#### Exercise goal:
Gather, from the listing beneath this task, every line holding the string "instance".

#### Dataset records:
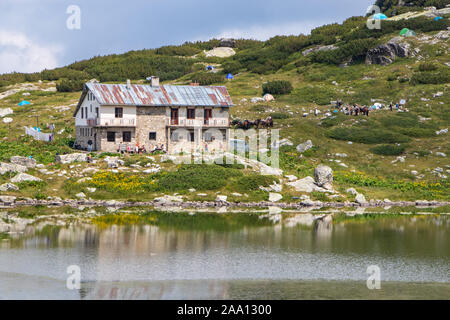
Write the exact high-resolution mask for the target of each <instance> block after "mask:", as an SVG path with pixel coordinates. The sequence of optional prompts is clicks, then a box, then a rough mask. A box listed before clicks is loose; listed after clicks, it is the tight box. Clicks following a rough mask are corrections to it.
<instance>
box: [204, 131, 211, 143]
mask: <svg viewBox="0 0 450 320" xmlns="http://www.w3.org/2000/svg"><path fill="white" fill-rule="evenodd" d="M205 141H206V142H211V141H213V137H212V135H211V132H205Z"/></svg>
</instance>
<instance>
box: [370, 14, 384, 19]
mask: <svg viewBox="0 0 450 320" xmlns="http://www.w3.org/2000/svg"><path fill="white" fill-rule="evenodd" d="M372 19H374V20H385V19H387V16H386V15H385V14H383V13H377V14H374V15H373V18H372Z"/></svg>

#### Result for this task:
Write the exact high-resolution mask for the target of each <instance> block after "mask:", as an SVG path with pixel coordinates. The sequence of optional prompts is clicks, then a box, then a rough mask. A box listed before clicks is loose; listed after clicks, it is the tight box. Clicks following a rough mask are corrections to it.
<instance>
</instance>
<instance>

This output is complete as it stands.